**Exercise requirements:** Extract each line from the data below that includes the word "building". Matching is case-sensitive.

**Data for processing:**
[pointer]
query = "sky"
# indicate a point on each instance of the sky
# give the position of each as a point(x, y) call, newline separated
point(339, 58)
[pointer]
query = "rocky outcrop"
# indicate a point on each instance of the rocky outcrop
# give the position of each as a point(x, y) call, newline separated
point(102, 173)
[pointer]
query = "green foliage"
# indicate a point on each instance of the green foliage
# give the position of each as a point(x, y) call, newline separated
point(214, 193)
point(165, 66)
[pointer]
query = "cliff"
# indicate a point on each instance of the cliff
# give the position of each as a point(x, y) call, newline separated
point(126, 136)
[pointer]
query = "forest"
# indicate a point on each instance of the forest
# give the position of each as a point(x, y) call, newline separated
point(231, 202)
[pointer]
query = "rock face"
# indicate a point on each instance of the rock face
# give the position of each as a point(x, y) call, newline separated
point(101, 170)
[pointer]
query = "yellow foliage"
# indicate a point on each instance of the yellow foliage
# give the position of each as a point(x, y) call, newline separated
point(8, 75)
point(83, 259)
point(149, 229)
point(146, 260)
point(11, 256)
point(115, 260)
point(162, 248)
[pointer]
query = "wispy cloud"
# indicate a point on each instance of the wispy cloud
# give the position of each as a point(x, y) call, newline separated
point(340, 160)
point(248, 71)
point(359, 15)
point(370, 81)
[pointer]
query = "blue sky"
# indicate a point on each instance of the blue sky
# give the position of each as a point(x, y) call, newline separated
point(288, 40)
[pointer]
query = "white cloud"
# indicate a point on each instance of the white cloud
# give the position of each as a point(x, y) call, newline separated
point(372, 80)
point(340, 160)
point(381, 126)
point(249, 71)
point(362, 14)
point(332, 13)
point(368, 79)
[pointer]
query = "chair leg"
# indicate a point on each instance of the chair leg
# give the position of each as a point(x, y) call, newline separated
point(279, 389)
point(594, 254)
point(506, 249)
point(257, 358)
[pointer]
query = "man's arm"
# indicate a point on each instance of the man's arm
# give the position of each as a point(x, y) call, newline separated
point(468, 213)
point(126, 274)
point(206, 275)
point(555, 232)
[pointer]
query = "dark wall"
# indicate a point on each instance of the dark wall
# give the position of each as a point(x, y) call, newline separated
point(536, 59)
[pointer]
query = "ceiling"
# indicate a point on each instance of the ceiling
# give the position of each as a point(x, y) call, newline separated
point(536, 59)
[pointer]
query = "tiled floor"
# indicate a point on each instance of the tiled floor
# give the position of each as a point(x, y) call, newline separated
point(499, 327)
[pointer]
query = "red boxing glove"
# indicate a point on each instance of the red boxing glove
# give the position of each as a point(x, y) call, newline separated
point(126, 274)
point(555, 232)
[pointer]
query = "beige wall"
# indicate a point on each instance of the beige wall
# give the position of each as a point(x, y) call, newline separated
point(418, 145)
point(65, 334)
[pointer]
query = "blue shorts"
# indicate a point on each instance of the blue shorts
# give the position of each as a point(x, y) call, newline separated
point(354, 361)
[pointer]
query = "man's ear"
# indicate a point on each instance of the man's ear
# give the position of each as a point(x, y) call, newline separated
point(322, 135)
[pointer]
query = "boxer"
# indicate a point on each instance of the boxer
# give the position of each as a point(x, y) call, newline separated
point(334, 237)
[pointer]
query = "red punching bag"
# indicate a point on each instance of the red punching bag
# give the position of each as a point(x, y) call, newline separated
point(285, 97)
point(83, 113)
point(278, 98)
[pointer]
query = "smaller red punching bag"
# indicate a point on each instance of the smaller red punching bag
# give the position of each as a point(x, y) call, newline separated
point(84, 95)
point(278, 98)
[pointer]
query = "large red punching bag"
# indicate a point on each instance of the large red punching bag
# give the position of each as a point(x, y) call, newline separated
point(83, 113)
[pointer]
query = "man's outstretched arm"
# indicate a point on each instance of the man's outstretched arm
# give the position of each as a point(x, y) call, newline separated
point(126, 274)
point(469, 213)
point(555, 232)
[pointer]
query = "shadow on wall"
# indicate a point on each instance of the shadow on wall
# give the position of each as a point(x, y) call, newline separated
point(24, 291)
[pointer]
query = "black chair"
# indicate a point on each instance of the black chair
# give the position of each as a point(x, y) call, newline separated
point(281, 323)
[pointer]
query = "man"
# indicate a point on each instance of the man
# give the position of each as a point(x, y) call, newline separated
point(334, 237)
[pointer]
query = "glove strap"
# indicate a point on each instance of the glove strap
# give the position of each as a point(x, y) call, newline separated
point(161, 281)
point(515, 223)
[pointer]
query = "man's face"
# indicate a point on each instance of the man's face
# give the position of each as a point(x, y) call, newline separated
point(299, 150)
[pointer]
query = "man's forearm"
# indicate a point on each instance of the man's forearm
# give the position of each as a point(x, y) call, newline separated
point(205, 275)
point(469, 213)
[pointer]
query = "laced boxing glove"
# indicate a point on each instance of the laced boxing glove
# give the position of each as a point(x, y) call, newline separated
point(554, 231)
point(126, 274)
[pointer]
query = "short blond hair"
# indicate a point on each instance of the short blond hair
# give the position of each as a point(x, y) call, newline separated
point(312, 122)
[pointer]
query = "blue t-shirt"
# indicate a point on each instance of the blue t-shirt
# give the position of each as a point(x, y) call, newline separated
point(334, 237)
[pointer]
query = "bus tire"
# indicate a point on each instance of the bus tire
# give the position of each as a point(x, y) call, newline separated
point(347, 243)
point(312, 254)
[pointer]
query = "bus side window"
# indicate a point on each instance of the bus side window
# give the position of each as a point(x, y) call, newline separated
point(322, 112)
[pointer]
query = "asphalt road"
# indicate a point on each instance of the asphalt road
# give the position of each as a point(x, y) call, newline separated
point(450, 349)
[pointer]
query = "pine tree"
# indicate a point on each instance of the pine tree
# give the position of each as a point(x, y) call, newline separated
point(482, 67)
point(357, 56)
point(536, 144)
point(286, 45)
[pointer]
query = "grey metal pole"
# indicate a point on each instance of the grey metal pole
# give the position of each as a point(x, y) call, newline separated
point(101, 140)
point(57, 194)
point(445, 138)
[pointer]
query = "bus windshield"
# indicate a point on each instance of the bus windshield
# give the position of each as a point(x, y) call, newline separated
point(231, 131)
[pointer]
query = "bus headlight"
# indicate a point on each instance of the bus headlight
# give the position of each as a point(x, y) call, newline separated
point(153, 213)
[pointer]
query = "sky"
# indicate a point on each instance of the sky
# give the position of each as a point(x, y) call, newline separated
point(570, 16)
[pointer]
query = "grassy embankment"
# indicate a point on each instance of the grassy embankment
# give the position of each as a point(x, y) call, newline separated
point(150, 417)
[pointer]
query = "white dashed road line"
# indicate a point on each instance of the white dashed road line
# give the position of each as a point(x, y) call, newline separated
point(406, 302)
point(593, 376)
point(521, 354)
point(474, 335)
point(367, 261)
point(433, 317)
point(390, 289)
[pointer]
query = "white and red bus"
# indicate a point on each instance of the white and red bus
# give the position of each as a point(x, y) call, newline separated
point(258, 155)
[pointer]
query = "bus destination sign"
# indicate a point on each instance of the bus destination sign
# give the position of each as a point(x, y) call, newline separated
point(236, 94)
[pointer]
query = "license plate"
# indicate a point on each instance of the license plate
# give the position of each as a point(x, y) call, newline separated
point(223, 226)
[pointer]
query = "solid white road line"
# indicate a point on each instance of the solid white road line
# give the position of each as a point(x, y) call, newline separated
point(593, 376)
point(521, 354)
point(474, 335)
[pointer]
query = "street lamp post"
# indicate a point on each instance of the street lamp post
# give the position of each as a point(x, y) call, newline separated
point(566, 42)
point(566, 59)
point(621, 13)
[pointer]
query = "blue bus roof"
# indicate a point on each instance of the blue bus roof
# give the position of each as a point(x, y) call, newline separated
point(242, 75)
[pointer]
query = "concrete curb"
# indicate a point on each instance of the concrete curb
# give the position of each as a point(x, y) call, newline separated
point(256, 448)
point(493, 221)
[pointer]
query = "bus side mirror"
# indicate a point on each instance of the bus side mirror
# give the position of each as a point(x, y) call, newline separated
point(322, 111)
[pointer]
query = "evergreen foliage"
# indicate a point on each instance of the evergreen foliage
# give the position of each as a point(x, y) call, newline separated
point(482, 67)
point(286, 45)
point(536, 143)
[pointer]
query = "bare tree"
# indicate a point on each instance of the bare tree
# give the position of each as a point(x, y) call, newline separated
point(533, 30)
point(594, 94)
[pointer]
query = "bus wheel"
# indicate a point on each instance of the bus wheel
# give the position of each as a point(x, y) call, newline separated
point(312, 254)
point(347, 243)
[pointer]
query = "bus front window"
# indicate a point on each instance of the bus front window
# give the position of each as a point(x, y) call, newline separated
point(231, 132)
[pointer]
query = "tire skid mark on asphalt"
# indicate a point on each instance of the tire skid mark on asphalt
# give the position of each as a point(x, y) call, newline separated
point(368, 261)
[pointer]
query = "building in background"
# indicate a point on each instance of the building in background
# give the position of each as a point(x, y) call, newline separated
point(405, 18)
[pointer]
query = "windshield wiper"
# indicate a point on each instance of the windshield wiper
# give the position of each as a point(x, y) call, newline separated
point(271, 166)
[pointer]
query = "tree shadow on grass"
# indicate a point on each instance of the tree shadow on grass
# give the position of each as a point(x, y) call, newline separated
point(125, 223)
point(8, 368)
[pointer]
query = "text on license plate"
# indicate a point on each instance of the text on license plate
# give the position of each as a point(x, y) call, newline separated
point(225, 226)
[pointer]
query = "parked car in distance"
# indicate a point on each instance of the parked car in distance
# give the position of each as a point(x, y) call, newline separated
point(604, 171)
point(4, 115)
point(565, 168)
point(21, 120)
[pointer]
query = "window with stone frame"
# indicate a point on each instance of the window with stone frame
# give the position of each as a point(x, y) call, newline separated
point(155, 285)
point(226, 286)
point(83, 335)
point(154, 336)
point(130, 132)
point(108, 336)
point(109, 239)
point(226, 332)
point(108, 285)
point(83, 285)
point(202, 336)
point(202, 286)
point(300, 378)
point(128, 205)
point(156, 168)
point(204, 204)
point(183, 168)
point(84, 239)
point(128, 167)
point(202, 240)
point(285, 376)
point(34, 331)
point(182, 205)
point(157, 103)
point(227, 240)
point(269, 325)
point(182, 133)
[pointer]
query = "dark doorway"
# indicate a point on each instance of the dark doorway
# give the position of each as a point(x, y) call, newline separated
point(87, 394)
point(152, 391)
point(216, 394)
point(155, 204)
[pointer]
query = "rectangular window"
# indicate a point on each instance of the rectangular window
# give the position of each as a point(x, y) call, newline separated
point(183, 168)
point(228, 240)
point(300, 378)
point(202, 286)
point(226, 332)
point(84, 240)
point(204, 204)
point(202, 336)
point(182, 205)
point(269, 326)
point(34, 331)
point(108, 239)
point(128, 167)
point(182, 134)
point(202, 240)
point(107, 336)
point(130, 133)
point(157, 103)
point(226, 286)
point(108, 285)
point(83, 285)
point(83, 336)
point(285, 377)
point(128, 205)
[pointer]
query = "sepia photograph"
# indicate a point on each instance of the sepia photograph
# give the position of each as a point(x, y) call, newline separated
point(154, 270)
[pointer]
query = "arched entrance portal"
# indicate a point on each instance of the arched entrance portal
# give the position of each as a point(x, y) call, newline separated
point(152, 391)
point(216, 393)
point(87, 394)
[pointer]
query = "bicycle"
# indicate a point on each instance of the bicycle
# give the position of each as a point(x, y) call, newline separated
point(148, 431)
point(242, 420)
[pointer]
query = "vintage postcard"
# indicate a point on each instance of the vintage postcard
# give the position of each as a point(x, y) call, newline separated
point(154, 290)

**Answer to this exercise:**
query = "building in background"
# indicate a point on each instance of the building in background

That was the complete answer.